**What is needed**:
Copy each line of the records that contains the word "shorts".
----------------
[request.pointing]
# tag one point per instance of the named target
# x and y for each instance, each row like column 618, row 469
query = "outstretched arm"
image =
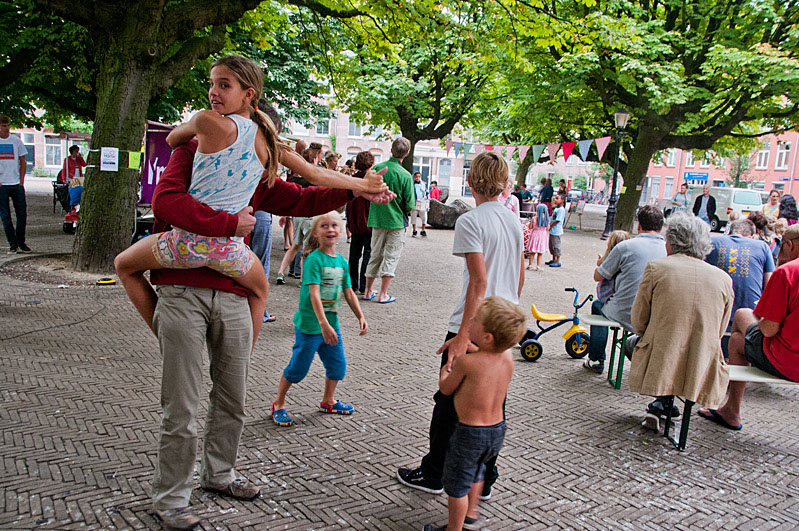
column 372, row 182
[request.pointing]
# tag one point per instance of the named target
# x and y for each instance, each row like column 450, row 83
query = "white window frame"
column 761, row 162
column 783, row 154
column 50, row 150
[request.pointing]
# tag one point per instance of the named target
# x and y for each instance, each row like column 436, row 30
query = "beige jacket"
column 681, row 311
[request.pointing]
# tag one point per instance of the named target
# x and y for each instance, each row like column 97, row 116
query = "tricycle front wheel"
column 577, row 345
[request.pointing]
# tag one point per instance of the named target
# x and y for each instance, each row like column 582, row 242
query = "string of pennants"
column 583, row 148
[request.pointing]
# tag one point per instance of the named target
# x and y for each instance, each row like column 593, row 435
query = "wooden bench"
column 738, row 373
column 616, row 343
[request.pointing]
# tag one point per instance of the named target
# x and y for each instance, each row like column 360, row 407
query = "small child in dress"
column 606, row 288
column 479, row 380
column 556, row 230
column 325, row 277
column 538, row 243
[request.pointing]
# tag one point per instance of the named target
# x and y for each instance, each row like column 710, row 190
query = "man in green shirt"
column 388, row 223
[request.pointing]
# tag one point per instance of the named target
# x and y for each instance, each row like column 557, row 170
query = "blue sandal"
column 339, row 408
column 280, row 417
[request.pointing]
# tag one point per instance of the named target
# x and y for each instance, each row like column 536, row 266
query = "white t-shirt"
column 11, row 149
column 495, row 231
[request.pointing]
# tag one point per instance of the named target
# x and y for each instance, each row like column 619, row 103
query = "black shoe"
column 596, row 366
column 414, row 478
column 659, row 410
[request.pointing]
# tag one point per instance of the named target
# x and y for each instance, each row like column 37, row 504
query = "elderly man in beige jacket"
column 680, row 312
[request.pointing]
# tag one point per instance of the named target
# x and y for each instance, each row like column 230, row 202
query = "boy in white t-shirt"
column 12, row 187
column 490, row 239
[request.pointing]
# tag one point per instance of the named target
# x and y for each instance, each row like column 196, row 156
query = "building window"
column 668, row 190
column 52, row 151
column 671, row 161
column 422, row 165
column 30, row 155
column 783, row 151
column 299, row 129
column 444, row 171
column 762, row 156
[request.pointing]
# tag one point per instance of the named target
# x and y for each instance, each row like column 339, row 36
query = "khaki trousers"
column 386, row 249
column 188, row 321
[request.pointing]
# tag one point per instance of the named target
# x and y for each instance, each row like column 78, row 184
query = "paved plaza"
column 79, row 417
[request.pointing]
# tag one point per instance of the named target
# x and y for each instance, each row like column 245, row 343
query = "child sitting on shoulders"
column 479, row 380
column 325, row 277
column 539, row 234
column 606, row 288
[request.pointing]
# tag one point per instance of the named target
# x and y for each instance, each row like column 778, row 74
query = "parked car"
column 741, row 200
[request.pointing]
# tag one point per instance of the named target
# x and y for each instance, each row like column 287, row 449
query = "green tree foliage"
column 691, row 72
column 418, row 68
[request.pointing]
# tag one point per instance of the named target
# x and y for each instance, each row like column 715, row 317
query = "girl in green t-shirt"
column 325, row 276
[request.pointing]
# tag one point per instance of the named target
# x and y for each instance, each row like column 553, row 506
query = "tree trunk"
column 106, row 219
column 646, row 144
column 524, row 167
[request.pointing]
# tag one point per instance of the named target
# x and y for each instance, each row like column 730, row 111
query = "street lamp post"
column 620, row 117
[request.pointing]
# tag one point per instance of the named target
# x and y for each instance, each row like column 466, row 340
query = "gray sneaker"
column 180, row 518
column 239, row 488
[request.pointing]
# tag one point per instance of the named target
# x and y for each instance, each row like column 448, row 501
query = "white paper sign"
column 109, row 159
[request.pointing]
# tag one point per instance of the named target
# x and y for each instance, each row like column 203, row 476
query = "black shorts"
column 753, row 351
column 470, row 447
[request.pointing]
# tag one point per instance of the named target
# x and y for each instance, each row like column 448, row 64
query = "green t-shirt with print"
column 332, row 275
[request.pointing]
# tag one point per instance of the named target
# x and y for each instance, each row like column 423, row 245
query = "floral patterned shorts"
column 177, row 249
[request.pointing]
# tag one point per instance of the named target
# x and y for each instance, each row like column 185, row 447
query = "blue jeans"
column 15, row 193
column 599, row 335
column 261, row 241
column 305, row 346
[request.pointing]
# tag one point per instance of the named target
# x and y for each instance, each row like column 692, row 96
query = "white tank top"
column 226, row 180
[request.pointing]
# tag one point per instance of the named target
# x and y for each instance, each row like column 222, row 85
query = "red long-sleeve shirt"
column 172, row 205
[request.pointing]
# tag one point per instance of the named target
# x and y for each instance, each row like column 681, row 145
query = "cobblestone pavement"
column 80, row 412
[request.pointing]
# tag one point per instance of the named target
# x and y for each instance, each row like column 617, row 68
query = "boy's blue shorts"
----------------
**Task output**:
query = "black shorts"
query = "floral patterned shorts"
query = "boy's blue shorts"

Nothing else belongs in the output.